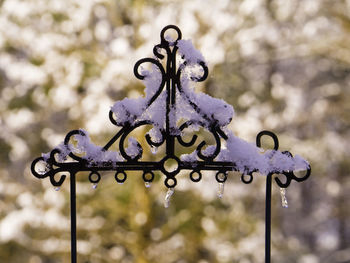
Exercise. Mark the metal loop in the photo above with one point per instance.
(94, 180)
(170, 182)
(268, 133)
(117, 177)
(162, 33)
(249, 180)
(221, 176)
(145, 176)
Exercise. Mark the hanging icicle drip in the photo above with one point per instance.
(154, 149)
(283, 197)
(220, 192)
(168, 195)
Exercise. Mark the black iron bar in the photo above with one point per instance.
(268, 219)
(73, 219)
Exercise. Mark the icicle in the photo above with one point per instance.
(283, 197)
(168, 195)
(220, 192)
(154, 149)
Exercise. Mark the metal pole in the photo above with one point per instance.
(268, 219)
(73, 219)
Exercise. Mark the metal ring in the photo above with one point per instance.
(244, 180)
(195, 179)
(221, 180)
(120, 180)
(92, 180)
(170, 184)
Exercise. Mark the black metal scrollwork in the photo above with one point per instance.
(65, 159)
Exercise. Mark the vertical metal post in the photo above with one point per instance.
(73, 218)
(268, 219)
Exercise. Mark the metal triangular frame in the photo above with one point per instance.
(170, 84)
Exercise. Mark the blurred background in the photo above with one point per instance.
(284, 66)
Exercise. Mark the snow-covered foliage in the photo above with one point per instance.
(198, 108)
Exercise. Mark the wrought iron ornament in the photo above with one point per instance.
(65, 159)
(171, 85)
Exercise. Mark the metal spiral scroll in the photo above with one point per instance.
(66, 161)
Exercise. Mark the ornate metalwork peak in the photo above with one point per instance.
(66, 158)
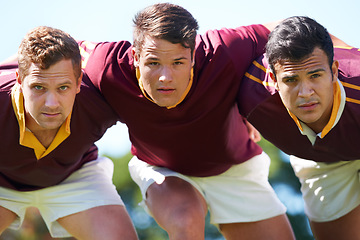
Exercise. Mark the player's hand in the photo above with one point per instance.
(253, 132)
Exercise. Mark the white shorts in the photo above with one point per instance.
(330, 190)
(88, 187)
(241, 194)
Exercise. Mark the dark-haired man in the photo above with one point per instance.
(308, 106)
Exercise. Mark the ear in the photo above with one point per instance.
(335, 70)
(193, 59)
(273, 77)
(18, 79)
(79, 83)
(136, 57)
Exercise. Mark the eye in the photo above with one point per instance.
(153, 63)
(315, 75)
(289, 80)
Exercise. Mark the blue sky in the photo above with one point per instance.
(111, 20)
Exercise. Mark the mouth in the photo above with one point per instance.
(51, 115)
(166, 90)
(308, 106)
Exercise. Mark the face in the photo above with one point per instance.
(165, 70)
(306, 88)
(49, 95)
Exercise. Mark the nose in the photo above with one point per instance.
(305, 89)
(165, 74)
(51, 100)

Instructions for the task →
Output the lines above as a two-column CSV with the headers instruction and points, giving one row per "Exercise" line with the coordinates listed under it, each field in double quotes and line breaks turned into spaces. Leave the pictures out.

Response for this exercise →
instruction,points
"Exercise. Mark the metal loop in the photo above with one point per instance.","(94, 180) (170, 182) (268, 133) (117, 177) (162, 33) (249, 180) (221, 176) (145, 176)"
"Exercise. Mark the hanging icicle drip in the photo above with one point per instance.","(154, 149) (283, 197) (220, 192) (168, 195)"
"Exercise. Mark the black iron bar in the photo above with one point per instance.","(268, 219) (73, 219)"
"Exercise. Mark the icicle in the photo above with one point per instance.","(283, 197) (168, 195) (220, 192) (154, 149)"
"Exercise. Mark the metal pole in the photo above with one point per instance.","(268, 219) (73, 219)"
"Exercise. Mark the metal ring in the photo above with one point per instance.","(244, 180) (195, 179) (221, 180) (120, 180) (92, 180) (170, 184)"
"Exercise. Mark the black metal scrollwork in the photo above with one point per instance.","(65, 159)"
"Exercise. Mark the vertical metal post in the photo above with one point per instance.","(73, 218) (268, 219)"
"Exercise. Mark the metal triangular frame in the photo above with one point per instance.","(170, 84)"
"Exercise. Mark the blurred background in the photo above with one point per instance.","(284, 66)"
"Exercise. Mark the snow-covered foliage in the photo above with one point per instance.","(198, 108)"
"Exercise. Mark the wrought iron ornament in the photo above with one point per instance.","(65, 159) (171, 85)"
"Exercise. Mark the metal spiral scroll in the photo above with one point per instance.","(66, 161)"
"Exercise. Mark the ornate metalwork peak in the photo above with one point per instance.","(66, 158)"
"Exercise. Mark the player's hand in the photo above with one point per instance.","(253, 132)"
"Exercise. Mark the white shorts in the photo above with one point per instance.","(330, 190) (88, 187) (241, 194)"
"Exercise. Mark the dark-haired man in the photo above with one point per instance.","(308, 106)"
"Exercise. Mark the ear in the photo above with one point per instance.","(335, 70) (193, 59) (273, 77) (18, 79) (79, 83) (136, 57)"
"Exercise. Mark the eye in the photo above with one point per instance.","(153, 63) (315, 75) (289, 80)"
"Exercise. Mark the blue sky in the photo above with one point per instance.","(111, 20)"
"Exercise. Mark the mouth in the photo above with one point per instance.","(51, 115) (166, 90) (308, 106)"
"Exercise. Mark the face in the photo above with one point per instance.","(165, 70) (306, 88) (49, 95)"
"Exercise. Mark the nose in the photo above with one point per instance.","(305, 89) (165, 74) (51, 100)"